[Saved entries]
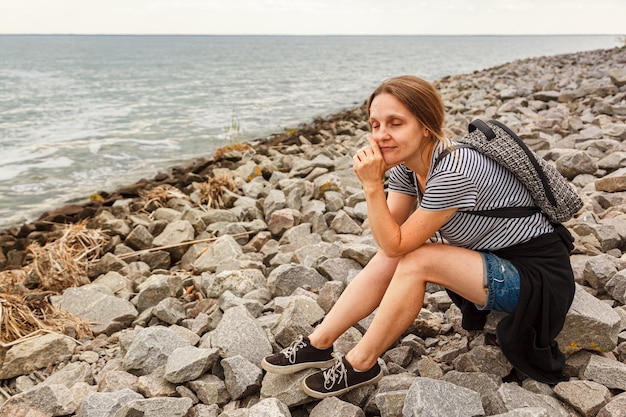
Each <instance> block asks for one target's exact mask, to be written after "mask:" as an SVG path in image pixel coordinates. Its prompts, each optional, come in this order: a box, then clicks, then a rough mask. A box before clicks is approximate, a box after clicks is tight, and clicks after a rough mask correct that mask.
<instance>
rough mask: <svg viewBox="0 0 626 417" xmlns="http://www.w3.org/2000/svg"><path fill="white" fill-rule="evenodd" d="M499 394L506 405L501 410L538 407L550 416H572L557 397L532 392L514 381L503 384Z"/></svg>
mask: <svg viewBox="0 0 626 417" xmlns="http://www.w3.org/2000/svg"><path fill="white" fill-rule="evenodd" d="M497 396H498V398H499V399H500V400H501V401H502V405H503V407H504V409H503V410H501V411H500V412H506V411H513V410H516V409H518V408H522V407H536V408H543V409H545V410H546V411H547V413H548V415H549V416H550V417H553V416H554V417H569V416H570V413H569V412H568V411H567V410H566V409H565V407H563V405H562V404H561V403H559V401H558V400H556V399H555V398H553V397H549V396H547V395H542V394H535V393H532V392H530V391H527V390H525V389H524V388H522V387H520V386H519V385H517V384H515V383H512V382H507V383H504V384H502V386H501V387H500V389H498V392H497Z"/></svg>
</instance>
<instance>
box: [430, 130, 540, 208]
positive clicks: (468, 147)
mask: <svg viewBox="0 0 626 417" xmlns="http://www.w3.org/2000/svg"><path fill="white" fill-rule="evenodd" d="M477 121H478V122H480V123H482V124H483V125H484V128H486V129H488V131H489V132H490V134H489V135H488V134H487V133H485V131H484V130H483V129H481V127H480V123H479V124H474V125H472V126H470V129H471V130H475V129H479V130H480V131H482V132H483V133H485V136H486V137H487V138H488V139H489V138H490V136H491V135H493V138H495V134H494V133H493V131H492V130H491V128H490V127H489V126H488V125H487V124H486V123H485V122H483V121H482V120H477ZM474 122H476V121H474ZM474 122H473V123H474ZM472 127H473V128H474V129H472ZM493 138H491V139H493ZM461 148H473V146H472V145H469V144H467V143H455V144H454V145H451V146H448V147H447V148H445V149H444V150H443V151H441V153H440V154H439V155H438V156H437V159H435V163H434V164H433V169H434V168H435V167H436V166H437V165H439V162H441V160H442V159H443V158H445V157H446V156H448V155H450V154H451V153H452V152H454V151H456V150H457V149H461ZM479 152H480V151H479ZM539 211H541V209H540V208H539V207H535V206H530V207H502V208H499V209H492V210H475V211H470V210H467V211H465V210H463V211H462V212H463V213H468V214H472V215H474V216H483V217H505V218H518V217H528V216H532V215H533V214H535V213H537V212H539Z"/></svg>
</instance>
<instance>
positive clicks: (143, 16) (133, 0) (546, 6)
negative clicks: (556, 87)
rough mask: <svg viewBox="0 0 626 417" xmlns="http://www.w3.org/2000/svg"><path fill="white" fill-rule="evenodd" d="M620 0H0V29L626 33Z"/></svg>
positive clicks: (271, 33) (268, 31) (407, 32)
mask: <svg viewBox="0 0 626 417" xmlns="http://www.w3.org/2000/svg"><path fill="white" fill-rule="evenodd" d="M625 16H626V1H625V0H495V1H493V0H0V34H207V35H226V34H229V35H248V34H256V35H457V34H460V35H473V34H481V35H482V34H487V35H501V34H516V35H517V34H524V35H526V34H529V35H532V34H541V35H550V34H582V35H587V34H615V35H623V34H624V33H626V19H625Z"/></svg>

• _Problem to work on_
Rewrite the records from their beginning through the line containing "394L506 405L501 410L538", swapping every "rough mask" for "coarse mask" and changing nothing else. Omit the pictures.

• _Written reply_
Each <instance> block asks for one target's exact mask, to be written after "mask:" as an SVG path in image pixel coordinates. Its prompts, each optional, come in this order: a box, then clicks, then a coarse mask. A box before clicks is approximate, a box after clicks is tight, and clicks after a coarse mask correct that mask.
<instance>
coarse mask: <svg viewBox="0 0 626 417" xmlns="http://www.w3.org/2000/svg"><path fill="white" fill-rule="evenodd" d="M499 394L506 405L501 410L538 407L550 416H572L557 397L532 392L514 381L503 384Z"/></svg>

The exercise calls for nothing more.